▶ **Your objective**
Copy the data below exactly, omitting any picture it contains.

-- START Exercise materials --

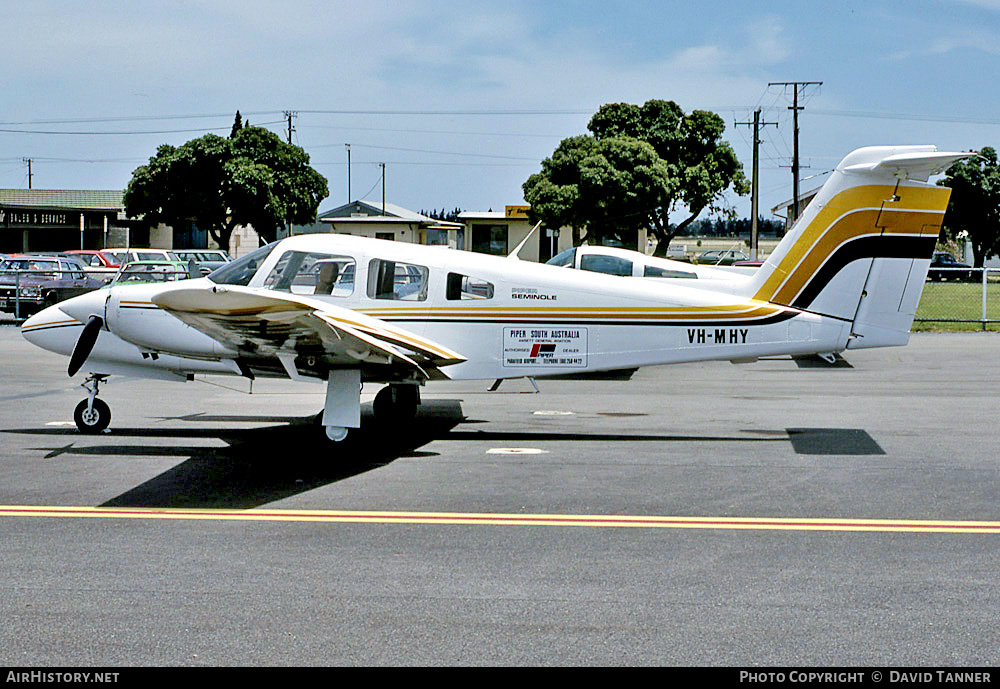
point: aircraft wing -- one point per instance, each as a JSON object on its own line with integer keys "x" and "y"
{"x": 262, "y": 324}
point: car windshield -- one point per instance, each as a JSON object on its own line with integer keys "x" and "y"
{"x": 242, "y": 270}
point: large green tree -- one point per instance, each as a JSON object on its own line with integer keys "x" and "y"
{"x": 974, "y": 206}
{"x": 638, "y": 165}
{"x": 252, "y": 178}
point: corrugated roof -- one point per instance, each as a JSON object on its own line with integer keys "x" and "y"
{"x": 64, "y": 199}
{"x": 393, "y": 213}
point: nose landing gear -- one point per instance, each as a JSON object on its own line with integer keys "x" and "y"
{"x": 92, "y": 415}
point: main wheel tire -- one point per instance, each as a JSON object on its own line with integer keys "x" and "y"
{"x": 94, "y": 420}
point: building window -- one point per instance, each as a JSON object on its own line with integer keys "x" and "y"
{"x": 489, "y": 239}
{"x": 437, "y": 237}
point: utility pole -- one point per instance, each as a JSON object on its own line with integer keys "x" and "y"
{"x": 383, "y": 187}
{"x": 757, "y": 124}
{"x": 795, "y": 133}
{"x": 348, "y": 146}
{"x": 289, "y": 114}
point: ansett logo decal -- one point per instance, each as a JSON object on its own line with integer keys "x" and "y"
{"x": 542, "y": 350}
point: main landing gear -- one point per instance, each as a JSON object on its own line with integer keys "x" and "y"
{"x": 92, "y": 415}
{"x": 396, "y": 404}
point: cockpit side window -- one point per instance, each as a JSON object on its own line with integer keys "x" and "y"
{"x": 656, "y": 272}
{"x": 462, "y": 287}
{"x": 398, "y": 281}
{"x": 242, "y": 270}
{"x": 313, "y": 273}
{"x": 609, "y": 265}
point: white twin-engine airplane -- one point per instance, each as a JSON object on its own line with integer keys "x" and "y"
{"x": 350, "y": 310}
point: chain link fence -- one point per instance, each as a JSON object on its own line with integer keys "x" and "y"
{"x": 960, "y": 299}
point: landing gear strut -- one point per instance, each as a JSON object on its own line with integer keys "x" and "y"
{"x": 396, "y": 404}
{"x": 92, "y": 415}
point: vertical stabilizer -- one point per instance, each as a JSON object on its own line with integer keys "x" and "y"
{"x": 861, "y": 249}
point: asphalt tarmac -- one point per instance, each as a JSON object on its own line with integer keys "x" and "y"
{"x": 776, "y": 513}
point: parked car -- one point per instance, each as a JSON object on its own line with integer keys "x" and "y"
{"x": 30, "y": 283}
{"x": 124, "y": 256}
{"x": 154, "y": 271}
{"x": 101, "y": 264}
{"x": 206, "y": 259}
{"x": 721, "y": 257}
{"x": 948, "y": 268}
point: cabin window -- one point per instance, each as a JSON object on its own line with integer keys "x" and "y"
{"x": 610, "y": 265}
{"x": 313, "y": 273}
{"x": 655, "y": 272}
{"x": 464, "y": 287}
{"x": 242, "y": 270}
{"x": 398, "y": 281}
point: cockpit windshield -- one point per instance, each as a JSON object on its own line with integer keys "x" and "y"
{"x": 242, "y": 270}
{"x": 565, "y": 259}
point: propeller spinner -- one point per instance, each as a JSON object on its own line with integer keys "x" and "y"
{"x": 84, "y": 345}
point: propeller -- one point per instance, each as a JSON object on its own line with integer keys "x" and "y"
{"x": 88, "y": 338}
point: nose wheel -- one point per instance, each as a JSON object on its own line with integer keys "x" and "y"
{"x": 92, "y": 415}
{"x": 92, "y": 418}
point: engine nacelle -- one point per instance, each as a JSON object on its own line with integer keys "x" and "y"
{"x": 131, "y": 315}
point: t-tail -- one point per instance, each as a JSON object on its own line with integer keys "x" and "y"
{"x": 861, "y": 249}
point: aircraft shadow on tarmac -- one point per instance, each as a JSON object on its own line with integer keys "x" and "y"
{"x": 266, "y": 464}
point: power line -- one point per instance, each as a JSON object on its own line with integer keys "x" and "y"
{"x": 795, "y": 107}
{"x": 126, "y": 133}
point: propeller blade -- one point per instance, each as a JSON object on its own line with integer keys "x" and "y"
{"x": 88, "y": 338}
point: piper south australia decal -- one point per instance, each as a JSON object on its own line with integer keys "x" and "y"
{"x": 544, "y": 347}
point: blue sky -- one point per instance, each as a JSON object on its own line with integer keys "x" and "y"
{"x": 91, "y": 89}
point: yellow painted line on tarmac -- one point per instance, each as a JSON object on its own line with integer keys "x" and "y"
{"x": 488, "y": 519}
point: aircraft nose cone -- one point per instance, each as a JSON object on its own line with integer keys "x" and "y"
{"x": 52, "y": 329}
{"x": 86, "y": 305}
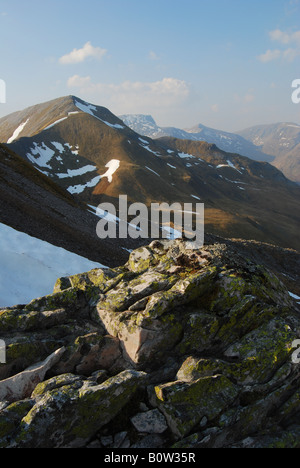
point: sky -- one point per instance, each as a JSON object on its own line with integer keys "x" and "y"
{"x": 227, "y": 64}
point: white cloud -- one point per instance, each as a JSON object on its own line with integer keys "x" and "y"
{"x": 246, "y": 98}
{"x": 79, "y": 55}
{"x": 283, "y": 38}
{"x": 77, "y": 81}
{"x": 134, "y": 96}
{"x": 153, "y": 55}
{"x": 270, "y": 55}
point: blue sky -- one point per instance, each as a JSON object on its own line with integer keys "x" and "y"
{"x": 228, "y": 64}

-- END Exercise materials --

▶ **Completed exercise**
point: aircraft wing -- one point per instance, each as a JSON object on its own line with integer keys "x" and "y"
{"x": 262, "y": 324}
point: car windshield -- one point per instance, each as a JSON object on its own line with integer keys "x" and "y"
{"x": 242, "y": 270}
point: large green tree -- one point per instance, each as a JSON object on its own line with integer keys "x" and "y"
{"x": 974, "y": 206}
{"x": 638, "y": 165}
{"x": 252, "y": 178}
point: corrugated roof -- one point per instance, each as a JSON object on its own line with integer keys "x" and "y"
{"x": 64, "y": 199}
{"x": 393, "y": 213}
point: nose landing gear -- one point per instance, each as a JSON object on its own line with integer keys "x" and "y"
{"x": 92, "y": 415}
point: main wheel tire -- one point per instance, each as a JSON object on its own line with integer keys "x" and "y"
{"x": 94, "y": 420}
point: building window -- one point per instance, each as a JSON object on its own line with integer keys "x" and "y"
{"x": 489, "y": 239}
{"x": 437, "y": 237}
point: utility pole -- one point per instance, each as a JSON object on its own line with integer keys "x" and "y"
{"x": 383, "y": 187}
{"x": 757, "y": 124}
{"x": 795, "y": 133}
{"x": 348, "y": 146}
{"x": 289, "y": 114}
point: ansett logo decal -- one point per instance, each as a JSON object on its own line with integer keys "x" and "y"
{"x": 542, "y": 350}
point: main landing gear -- one point per instance, each as a JSON object on its own line with integer keys "x" and "y"
{"x": 92, "y": 415}
{"x": 396, "y": 404}
point: cockpit side window -- one point per instance, each as a JSON object on its own line with integer keys "x" and "y"
{"x": 656, "y": 272}
{"x": 462, "y": 287}
{"x": 398, "y": 281}
{"x": 242, "y": 270}
{"x": 313, "y": 273}
{"x": 609, "y": 265}
point: white twin-engine airplane -- one point per instance, each as a JSON object on its own line with integer keys "x" and "y"
{"x": 350, "y": 310}
point: chain link fence -- one point per instance, each as a JSON object on its own line with integer keys "x" and "y"
{"x": 960, "y": 299}
point: landing gear strut -- one point per instance, each as a JSON object on its own line with integer keys "x" and "y"
{"x": 396, "y": 404}
{"x": 92, "y": 415}
point: vertical stabilizer -- one point per instance, each as a JSON object on its own line with integer keys "x" and "y"
{"x": 861, "y": 249}
point: asphalt tarmac -- one point per instance, each as a JSON object on its own line with integer keys "x" and "y"
{"x": 776, "y": 513}
point: parked car -- one point per instance, each as a JSON object on its own line with integer keys "x" and "y"
{"x": 30, "y": 283}
{"x": 124, "y": 256}
{"x": 154, "y": 271}
{"x": 101, "y": 264}
{"x": 206, "y": 259}
{"x": 721, "y": 257}
{"x": 948, "y": 268}
point: cabin window -- one point per instance, each as a JSON object on its own line with integer keys "x" and "y"
{"x": 610, "y": 265}
{"x": 313, "y": 273}
{"x": 655, "y": 272}
{"x": 464, "y": 287}
{"x": 242, "y": 270}
{"x": 398, "y": 281}
point: cockpit windshield -- one point per instance, each as a JSON object on its own line with integer keys "x" and "y"
{"x": 242, "y": 270}
{"x": 565, "y": 259}
point: propeller spinner -- one point per instance, each as a JSON object on its own line with integer keys "x" and "y"
{"x": 84, "y": 345}
point: propeller -- one point per instance, each as a JSON object on its own line with integer keys "x" and "y"
{"x": 88, "y": 338}
point: nose wheel -- one point per instance, each as a JSON object on its own line with integer keys "x" and "y"
{"x": 92, "y": 415}
{"x": 92, "y": 418}
point: engine nacelle -- one point per instance, each as a JSON object on its own line with integer keys "x" and "y"
{"x": 131, "y": 315}
point: t-tail -- one point per instance, each as a JSON object on its own line with integer keys "x" and "y"
{"x": 861, "y": 249}
point: aircraft shadow on tarmac -- one point per instance, each as a JSON object on its own line with integer keys "x" and "y"
{"x": 266, "y": 464}
point: power line -- one point per instance, each as a JSON object on its own line with integer keys "x" and "y"
{"x": 795, "y": 107}
{"x": 126, "y": 133}
point: propeller blade -- one point per instance, each as a JSON object on its own line with integer keys "x" and "y"
{"x": 88, "y": 338}
point: piper south australia decal -- one point per instance, each as a JSON object on its own line with integer keys "x" and "y"
{"x": 544, "y": 347}
point: blue sky -- one point per instance, each as a JSON object on its own line with integer keys "x" and "y"
{"x": 91, "y": 89}
point: yellow painted line on tarmac -- one point per instance, each as a JSON object on its own line with integer keys "x" and "y"
{"x": 488, "y": 519}
point: aircraft nose cone -- one point per instance, each as a JSON object on its own line with integer keys "x" and "y"
{"x": 52, "y": 329}
{"x": 86, "y": 305}
point: sky -- one point per instance, each as a JSON object on its own line with integer keys "x" and "y"
{"x": 227, "y": 64}
point: white cloud -- one point per instance, each as a JSON object on its own line with integer keys "x" and "y"
{"x": 246, "y": 98}
{"x": 79, "y": 55}
{"x": 283, "y": 38}
{"x": 77, "y": 81}
{"x": 134, "y": 96}
{"x": 153, "y": 55}
{"x": 270, "y": 55}
point: blue sky -- one point per instance, each as a JSON object on its own line with integer keys "x" and "y"
{"x": 228, "y": 64}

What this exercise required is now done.